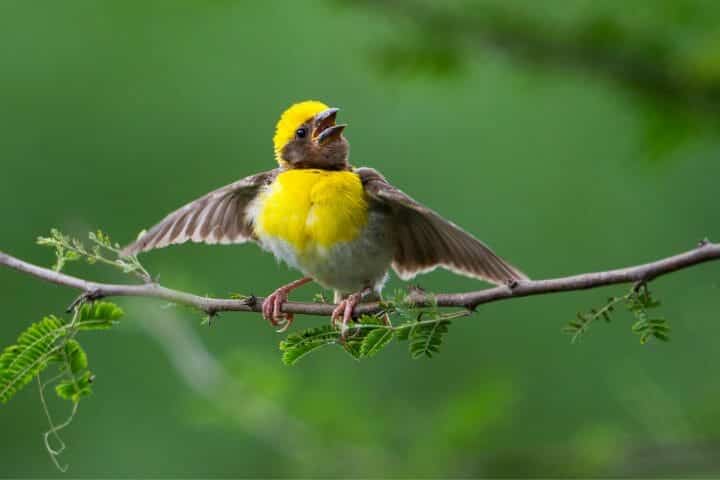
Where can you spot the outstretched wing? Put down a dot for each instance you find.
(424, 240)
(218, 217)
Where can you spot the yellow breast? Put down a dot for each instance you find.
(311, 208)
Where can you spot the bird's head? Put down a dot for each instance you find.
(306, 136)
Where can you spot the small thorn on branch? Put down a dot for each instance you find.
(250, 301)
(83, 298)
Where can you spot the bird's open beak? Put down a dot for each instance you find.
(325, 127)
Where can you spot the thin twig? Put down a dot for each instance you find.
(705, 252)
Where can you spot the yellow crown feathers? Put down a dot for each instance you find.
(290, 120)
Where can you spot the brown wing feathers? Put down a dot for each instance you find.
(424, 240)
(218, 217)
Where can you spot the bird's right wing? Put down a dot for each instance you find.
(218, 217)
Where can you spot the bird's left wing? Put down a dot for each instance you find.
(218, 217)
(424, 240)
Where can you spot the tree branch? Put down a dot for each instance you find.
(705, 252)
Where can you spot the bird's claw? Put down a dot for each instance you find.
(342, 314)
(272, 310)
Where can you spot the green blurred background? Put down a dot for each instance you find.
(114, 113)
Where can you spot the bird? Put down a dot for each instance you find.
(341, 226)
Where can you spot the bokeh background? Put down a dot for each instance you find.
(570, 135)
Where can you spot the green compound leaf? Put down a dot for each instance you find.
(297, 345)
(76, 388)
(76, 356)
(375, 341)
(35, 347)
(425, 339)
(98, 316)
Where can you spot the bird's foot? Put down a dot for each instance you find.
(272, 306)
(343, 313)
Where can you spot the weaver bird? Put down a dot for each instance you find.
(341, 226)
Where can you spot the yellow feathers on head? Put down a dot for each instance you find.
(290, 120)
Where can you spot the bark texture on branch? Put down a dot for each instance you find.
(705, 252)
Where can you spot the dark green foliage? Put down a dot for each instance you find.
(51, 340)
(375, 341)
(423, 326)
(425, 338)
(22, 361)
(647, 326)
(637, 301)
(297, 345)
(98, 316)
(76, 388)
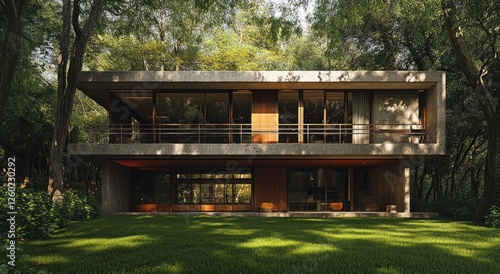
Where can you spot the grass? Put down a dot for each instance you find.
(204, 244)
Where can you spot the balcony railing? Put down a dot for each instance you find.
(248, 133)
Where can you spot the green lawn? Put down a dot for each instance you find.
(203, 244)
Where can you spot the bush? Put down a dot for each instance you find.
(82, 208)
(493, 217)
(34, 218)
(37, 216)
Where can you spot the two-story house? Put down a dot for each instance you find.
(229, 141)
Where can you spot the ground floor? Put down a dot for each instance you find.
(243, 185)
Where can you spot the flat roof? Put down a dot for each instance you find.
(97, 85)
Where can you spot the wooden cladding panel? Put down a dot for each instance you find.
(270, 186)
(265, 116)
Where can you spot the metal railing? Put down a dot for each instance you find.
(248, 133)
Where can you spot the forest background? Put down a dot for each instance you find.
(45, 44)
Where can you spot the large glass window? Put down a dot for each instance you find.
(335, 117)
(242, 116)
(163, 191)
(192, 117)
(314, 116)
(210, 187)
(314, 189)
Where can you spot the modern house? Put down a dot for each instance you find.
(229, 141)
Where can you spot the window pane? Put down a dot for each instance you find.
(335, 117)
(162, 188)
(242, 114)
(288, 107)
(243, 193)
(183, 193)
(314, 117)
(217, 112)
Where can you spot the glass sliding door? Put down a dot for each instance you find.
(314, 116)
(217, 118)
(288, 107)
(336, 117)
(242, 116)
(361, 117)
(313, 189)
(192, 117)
--
**Required action**
All the lines above are to be given again exactly as they read, with the pictures removed.

**Written response**
Where can you spot the outstretched wing? Put down a dot for each instance you find.
(424, 240)
(218, 217)
Where can you spot the yellow breast? Put down a dot for each instance you find.
(311, 208)
Where can you spot the bird's head? Put down a dot for each instance you find.
(306, 136)
Where can you spot the small thorn on branch? Put down a dot for each instance you find.
(250, 301)
(83, 298)
Where can you spot the bird's open beak? Put down a dot for each instance you find.
(325, 127)
Where can you spot the thin twig? Put down a dot for each instance you find.
(705, 252)
Where can you spot the yellow crown feathers? Put down a dot for each instance you find.
(290, 120)
Where can you spot the brown wing feathers? Put down a dot for each instance you find.
(424, 240)
(218, 217)
Where can you spot the bird's right wing? Put down a dot for each instance you find.
(218, 217)
Where can you spot the bird's left wing? Put down a dot for each instance you find.
(218, 217)
(424, 240)
Where can you spot the tree branch? Put down a dot for each instance you find.
(705, 252)
Where can you spot the bird's claw? Put down a dot for each instance you find.
(342, 314)
(272, 310)
Where can you spot the green blurred background? Put down a dot for each instance you find.
(114, 113)
Where can you spot the bird? Put down a dot for each instance you find.
(341, 226)
Where can you spot the bokeh background? Put down a dot for each instance you find.
(570, 135)
Where can you spot the green compound leaf? Put down a dot for each instance you find.
(297, 345)
(76, 388)
(76, 356)
(375, 341)
(35, 347)
(425, 339)
(98, 316)
Where can you spot the bird's foot? Put down a dot for each instance you find.
(272, 306)
(343, 313)
Where can you spot the weaver bird? Put down a dot for each instance you find.
(341, 226)
Where can you spot the yellow feathers on head? Put down a dot for each instance you find.
(290, 120)
Where can you spot the bark texture on branch? Put down a dot for each instance you find.
(705, 252)
Where can you spot the dark green foliage? Put down a dot for each instance you find.
(51, 340)
(375, 341)
(423, 326)
(425, 338)
(22, 361)
(647, 326)
(637, 301)
(297, 345)
(98, 316)
(76, 388)
Where can you spot the grass? Put down a dot for each instance you find.
(204, 244)
Where can you spot the balcony railing? Put down a dot for each instance you find.
(248, 133)
Where can you spot the green lawn? Put down a dot for each instance you find.
(203, 244)
Where can you spot the bush? Put down a dot for each instance you find.
(82, 208)
(493, 217)
(34, 218)
(37, 216)
Where can you spot the two-story house? Put down a dot for each instance you find.
(229, 141)
Where can you spot the ground floor? Put down a dot for each instance you find.
(243, 185)
Where can you spot the flat roof? Put down a dot for each instance you find.
(97, 85)
Where can you spot the wooden cladding panel? Put down a dot for each instance you find.
(270, 186)
(265, 116)
Where can you spot the metal railing? Put down a dot for each instance you find.
(248, 133)
Where can you spot the forest background? Put down a dot for each instance you find.
(45, 44)
Where can you spot the large glass window? Put down a dot for each instance you find.
(335, 117)
(242, 116)
(163, 191)
(192, 117)
(314, 116)
(210, 187)
(314, 189)
Where can you spot the modern house? Put down a dot for each instance you find.
(229, 141)
Where can you spot the window pane? Put down a dot for each instance you find.
(335, 117)
(162, 188)
(242, 114)
(288, 107)
(243, 193)
(183, 193)
(314, 117)
(217, 112)
Where can you spot the glass sliding door? Put down a dot for each instance you find.
(314, 116)
(217, 118)
(288, 107)
(336, 117)
(242, 116)
(361, 117)
(313, 189)
(192, 117)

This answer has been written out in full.